SELECTED EXCERPT —
Developing flow assurance strategies for long-distance tiebacks

April 1, 2011
The tieback of new fields to existing facilities can be used to develop marginal offshore fields, which are often too small to be developed economically on their own. The use of subsea technologies and innovative field architectures as development solutions is fast becoming a reality.
Selecting the right solution entails thorough concept screening and case-specific conceptual studies 

M-K. Decrin
E. Sibaud
S. Anres

Saipem SA

L. Rivière
Total SA

The tieback of new fields to existing facilities can be used to develop marginal offshore fields, which are often too small to be developed economically on their own. The use of subsea technologies and innovative field architectures as development solutions is fast becoming a reality. However, long subsea tiebacks come with inherent challenges. The most demanding are the flow assurance issues arising from the different operating regimes, but these may be combined with more viscous fluids and/or reservoirs at low pressure or low temperature.

The goal here is to examine the drawbacks, limitations, and advantages of various field architectures that may be considered for long satellite tieback lengths in deep waters. In this process, it is necessary to cover the different production phases, from routine production to restart, focusing on a flow assurance perspective. The first part addresses production considerations such as turndown, preservation, and restarts for each candidate architecture under normal operation and raises such questions as: what is the impact of tieback length on operating modes? How can new flow assurance strategies increase the operating envelope? The second part examines the impact of these operating modes on the host facilities, addressing such issues as how to deal with greater volumes of oil and which architectures consume less energy.

Future prospects

In West Africa and the Gulf of Mexico, numerous fields are to be developed over the next four or five years in water depths ranging from 1,000 to 2000 m (~3,200 to 6,500 ft) and more. The change though is that these latest prospects raise new technical challenges. The reserves are often too small to justify a stand-alone development. Therefore the reservoirs will have to either tie-back to existing facilities or be grouped to create new hubs. The main issue becomes how to transport moderate flowrates of multiphase fluid over long distances. The most notable challenge deals with the flow assurance considerations associated with shutdown management or restart operations.

A vertical separator vessel is employed for flow assurance on the Pazflor project.

In addition, the oil characteristics may not help matters when either the reservoir embedment is low, with low temperatures and low pressures at the wellhead, or the fluid viscosity is high, especially if the fluid is prone to emulsion. In some cases, the production fluids have a wax content that makes wax a more critical criterion than hydrates.

Finally, these new discoveries may be located far from shore in deeper and deeper waters.

Selecting the right technical solution is a multi-parameter exercise which systematically entails thorough concept screening and case-specific conceptual studies be initiated well ahead of project sanction.

These require knowledge and experience in the following four areas:

  • Subsea architectures: Encompassing the options for manifolding the wells, and development configurations such as the conventional loop, single line, hybrid loop
  • Subsea process technologies: Covering subsea boosting, subsea separation (gas/liquid or liquid/liquid), subsea monitoring and control
  • SURF technologies: Spanning the solutions for the thermal insulation and electrical heating and the mechanical design of the flowlines and risers
  • Deepwater methods and equipment including installation vessels and methods, maintenance vessels, and specific tools such as ROVs and AUVs.

DATASET ENTRIES —
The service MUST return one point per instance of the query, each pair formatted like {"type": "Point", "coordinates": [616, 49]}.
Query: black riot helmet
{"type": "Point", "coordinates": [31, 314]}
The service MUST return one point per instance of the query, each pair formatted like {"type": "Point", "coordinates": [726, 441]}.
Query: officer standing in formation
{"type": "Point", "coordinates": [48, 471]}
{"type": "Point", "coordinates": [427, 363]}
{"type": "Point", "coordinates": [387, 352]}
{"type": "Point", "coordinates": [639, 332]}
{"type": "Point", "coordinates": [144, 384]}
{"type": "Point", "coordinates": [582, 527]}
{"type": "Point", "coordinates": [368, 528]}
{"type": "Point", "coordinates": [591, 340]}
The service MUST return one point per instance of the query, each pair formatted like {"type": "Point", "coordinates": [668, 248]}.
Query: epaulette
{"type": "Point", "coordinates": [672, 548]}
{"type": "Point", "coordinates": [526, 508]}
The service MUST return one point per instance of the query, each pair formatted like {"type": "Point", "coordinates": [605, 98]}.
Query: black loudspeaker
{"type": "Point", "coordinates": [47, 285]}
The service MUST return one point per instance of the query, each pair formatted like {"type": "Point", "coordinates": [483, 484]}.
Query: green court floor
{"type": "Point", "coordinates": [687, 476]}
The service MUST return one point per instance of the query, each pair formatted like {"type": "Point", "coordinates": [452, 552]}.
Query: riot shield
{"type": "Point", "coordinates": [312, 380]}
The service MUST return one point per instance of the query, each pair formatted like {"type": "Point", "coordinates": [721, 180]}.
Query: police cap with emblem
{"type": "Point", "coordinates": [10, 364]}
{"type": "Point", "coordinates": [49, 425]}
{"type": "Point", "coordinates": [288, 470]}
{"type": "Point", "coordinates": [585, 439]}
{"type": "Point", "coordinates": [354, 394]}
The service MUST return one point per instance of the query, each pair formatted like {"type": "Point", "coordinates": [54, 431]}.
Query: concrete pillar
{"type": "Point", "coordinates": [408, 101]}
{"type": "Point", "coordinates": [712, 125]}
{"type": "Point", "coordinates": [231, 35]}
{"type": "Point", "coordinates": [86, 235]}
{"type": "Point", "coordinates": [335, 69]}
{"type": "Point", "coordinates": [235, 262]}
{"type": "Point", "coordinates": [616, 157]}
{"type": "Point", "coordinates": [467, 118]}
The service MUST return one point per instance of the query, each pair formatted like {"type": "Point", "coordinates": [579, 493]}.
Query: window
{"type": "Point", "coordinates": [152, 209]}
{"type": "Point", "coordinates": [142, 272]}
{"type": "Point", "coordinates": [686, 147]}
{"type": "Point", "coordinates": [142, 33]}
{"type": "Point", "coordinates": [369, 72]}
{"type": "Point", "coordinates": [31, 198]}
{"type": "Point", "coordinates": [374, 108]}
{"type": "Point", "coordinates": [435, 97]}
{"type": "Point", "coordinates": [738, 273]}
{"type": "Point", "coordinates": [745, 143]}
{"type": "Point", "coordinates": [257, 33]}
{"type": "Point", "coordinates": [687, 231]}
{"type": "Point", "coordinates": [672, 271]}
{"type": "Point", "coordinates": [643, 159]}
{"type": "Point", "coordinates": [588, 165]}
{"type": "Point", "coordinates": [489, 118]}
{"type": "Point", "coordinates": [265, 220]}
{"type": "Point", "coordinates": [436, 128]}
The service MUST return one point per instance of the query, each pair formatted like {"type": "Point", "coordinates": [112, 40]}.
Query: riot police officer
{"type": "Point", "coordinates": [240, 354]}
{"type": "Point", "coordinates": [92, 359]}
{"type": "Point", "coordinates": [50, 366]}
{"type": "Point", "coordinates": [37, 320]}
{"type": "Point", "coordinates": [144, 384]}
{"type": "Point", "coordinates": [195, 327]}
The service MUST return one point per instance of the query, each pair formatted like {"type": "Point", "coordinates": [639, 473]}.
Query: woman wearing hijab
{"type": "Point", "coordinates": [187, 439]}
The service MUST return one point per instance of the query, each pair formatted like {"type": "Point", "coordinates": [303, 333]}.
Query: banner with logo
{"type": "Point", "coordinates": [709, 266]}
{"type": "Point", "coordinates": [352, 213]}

INSTRUCTIONS FOR THE TASK —
Translate this sentence from the article on flow assurance for long-distance tiebacks into Spanish: "Finally, these new discoveries may be located far from shore in deeper and deeper waters."

SOLVED PROBLEM —
Por último, estos nuevos descubrimientos pueden estar ubicados lejos de la costa, en aguas cada vez más profundas.